(SELECTED PASSAGE)
Andrew Maskrey
Consultant to UNDP Bangkok Regional Hub
Local disaster and climate resilient infrastructure systems refer to infrastructure that provides essential services to individuals, households, communities, and businesses, and includes water, drainage, sanitation networks, local road, river, and rail networks, health and education facilities, post-harvest processing and storage facilities etc.
Investments in resilient local infrastructure systems support good health and wellbeing (SDG 3), quality education (SDG 4), clean water and sanitation (SDG 6), affordable clean energy (SDG 7), decent work and economic growth (SDG 8), sustainable cities and communities (SDG 11), and climate action (SDG 13).
Proportion of damage associated with intensive and extensive risk in local infrastructure systems: Source: Based on data from 65 countries between 1990 and 2013 and published in GAR15
“Help prioritise investments for local infrastructure systems through providing analysis and findings that are actionable by local governments to make their local infrastructure disaster and climate resilient and achieve relevant SDGs.
The methodology’s primary audience is planners and decision makers in local government departments that determine public infrastructure investment priorities”.
- Components 1 – 3 are intended to provide comparative analysis, enabling local governments to rank their subdistricts in terms of their infrastructure gaps, the extensive risk to their infrastructure, and a normalised combination of the two.
- Components 4 – 5 can be used to estimate the order of magnitude of the investment required for climate and disaster resilient local infrastructure systems that contribute to the achievement of the SDGs.
Official statistical data on population, territory, and coverage of essential services in each Regency; and
Disaster loss and damage data for each Regency for the period 1991-2021 (30 years of data) from the Indonesian Disaster Information and Data (DIBI)
The maps show the gap in access to essential services in each Regency in Jawa Barat and Gorontalo Provinces. For access to health infrastructure (i.e. hospital beds), the standard applied is that of 18 hospital beds per 100,000 population, which was used as a threshold, with the percentage score calculated in those Regencies that had less than 18 or more beds per 100,000 population. In the case of roads, it is assumed that paved roads are required to provide all-weather transport and access. Other essential services considered were available electricity and piped water.
(End SELECTED PASSAGE)
(DATA BELOW)
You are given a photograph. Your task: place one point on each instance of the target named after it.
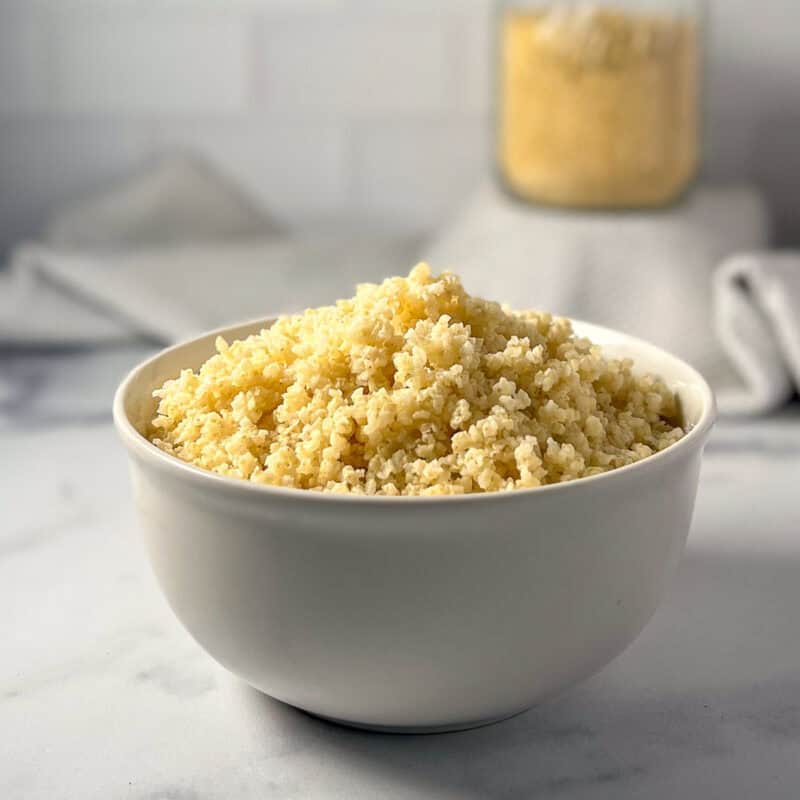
(End DATA BELOW)
**TASK LIST:**
**a.** In the passage on resilient local infrastructure, what standard for hospital beds was used as the threshold for health access?
**b.** List every Sustainable Development Goal that the passage on resilient local infrastructure says is supported by investments in resilient local infrastructure systems, with its number.
**c.** Pick up the passage on resilient local infrastructure where it stops and keep writing it.

**SOLVED PROBLEMS:**
**a.** 18 hospital beds per 100,000 population.

**b.**
- Good health and wellbeing (SDG 3)
- Quality education (SDG 4)
- Clean water and sanitation (SDG 6)
- Affordable clean energy (SDG 7)
- Decent work and economic growth (SDG 8)
- Sustainable cities and communities (SDG 11)
- Climate action (SDG 13)

**c.**
Figure 3: Map of infrastructure gap in each Regency
The maps show the composite ‘Climate and disaster resilient infrastructure indicator’ for each Regency. To calculate this indicator both the ‘Infrastructure gap indicator’ and the ‘Climate hazard density indicator’ were given an equal weighting. This weighting is ultimately arbitrary and should be determined in each country. Other weightings could be used, depending on the relative priority given to addressing the infrastructure gap and strengthening climate resilience.
Figure 9: Map of ‘Climate and disaster resilient infrastructure indicator’ for each Regency
Costs were calculated using the following per capita unit costs as inputs based on SDG 3, SDG 6, and SDG 7:
- Cost to provide electricity per capita: $1,547
- Cost to provide piped water per capita: $20
- Cost to provide beds per capita: $58
- Cost to pave roads per km: $101,233 (using unit costs for West Java Province)
Figure 13: Map of total investment in climate and disaster resilient infrastructure required for each Regency to meet SDGs 3, 6, and 7
- The Composite Methodology can be used to estimate the order of magnitude of the investment required for climate and disaster resilient local infrastructure systems that contribute to the achievement of the SDGs.
- These are initial order of magnitude estimates, that serve as the first step of analysis for local governments to understand the scale of investments necessary before embarking on detailed planning that can translate these initial results into viable public investment projects, based on site-specific characteristics and costings, detailed hazard information, and other context-specific information.
- The methodology has also been kept as simple as possible with the intention that it can be applied in contexts with limited data and technical capacities. Although many aspects of the methodology could of course be enhanced with additional data and more sophisticated approaches, this would reduce its applicability.